> [SELECTED EXCERPT]

──────────────────────────────

Matthew Barley, cello
Matthew Barley
is internationally known as cellist, improviser, arranger, music animateur, and Artistic Director of Between The Notes. His musical world is focused on projects that connect people in different ways, blurring the boundaries that never really existed between genres and people.
As a soloist and chamber musician he has performed in over 50 countries, including appearances with the BBC Scottish (Volkov) and Philharmonic (Hazlewood), the Melbourne Symphony (Tortelier), New Zealand Symphony (Tan Dun), Hong Kong Sinfonietta, Netherland Radio Symphony (Stenz), Czech Philharmonic, Vienna Radio Symphony, Kremerata Baltica, Royal Liverpool Philharmonic, Royal Scottish National (Alsop), and London Chamber Orchestra. He has performed at festivals in Lucerne, Schleswig-Holstein, Bonn-Beethovenfest, Hong Kong, Lanaudiere, Abu Dhabi, Krakow, City of London and in recent seasons has performed at some of the world’s great concert halls: London’s Wigmore Hall, Royal Albert Hall, Amsterdam’s Concertgebouw, Kumho Hall in Korea, Pablo Casals Hall in Tokyo, The Rudolfinium In Prague, and the Teatro Colon in Buenos Aires. A key aspect of his recitals is mixing repertoire in unusual ways, pairing Bach suites with jazz and improvisation. He is particularly interested in music with electronics, having commissioned works from many composers including Dai Fujikura, Peter Wiegold, DJ Bee, John Metcalfe and Jan Bang. He has given other premieres of pieces written for him by James MacMillan, Thomas Larcher, Detlev Glanert, John Woolrich, and Fraser Trainer.

──────────────────────────────

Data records
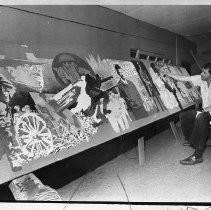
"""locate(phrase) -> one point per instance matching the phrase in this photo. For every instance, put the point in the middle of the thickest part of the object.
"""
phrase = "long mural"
(42, 114)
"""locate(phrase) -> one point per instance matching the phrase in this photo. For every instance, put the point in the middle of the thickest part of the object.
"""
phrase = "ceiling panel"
(187, 20)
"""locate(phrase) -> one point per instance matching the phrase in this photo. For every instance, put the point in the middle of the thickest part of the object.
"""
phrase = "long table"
(104, 134)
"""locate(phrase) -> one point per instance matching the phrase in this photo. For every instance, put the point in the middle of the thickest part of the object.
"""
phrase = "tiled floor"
(161, 179)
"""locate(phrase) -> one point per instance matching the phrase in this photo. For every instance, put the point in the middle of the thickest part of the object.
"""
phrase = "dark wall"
(83, 29)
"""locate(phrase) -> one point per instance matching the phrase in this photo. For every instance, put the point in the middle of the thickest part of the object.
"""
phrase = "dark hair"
(207, 66)
(117, 67)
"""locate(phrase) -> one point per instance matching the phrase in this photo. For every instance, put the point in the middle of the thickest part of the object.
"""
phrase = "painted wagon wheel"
(33, 136)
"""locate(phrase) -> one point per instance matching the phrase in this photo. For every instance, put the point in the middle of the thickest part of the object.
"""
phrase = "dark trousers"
(195, 129)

──────────────────────────────

> [GIVEN INSTRUCTION 1]
Update the Matthew Barley biography: reproduce the part that opens with the words containing "Matthew Barley, cello" and closes with "genres and people.", putting "music educator" in place of "music animateur".
> [GIVEN INSTRUCTION 2]
According to the Matthew Barley biography, in how many countries has he performed as a soloist and chamber musician?

> [EXERCISE SOLUTION 1]
Matthew Barley, cello
Matthew Barley
is internationally known as cellist, improviser, arranger, music educator, and Artistic Director of Between The Notes. His musical world is focused on projects that connect people in different ways, blurring the boundaries that never really existed between genres and people.

> [EXERCISE SOLUTION 2]
Over 50 countries.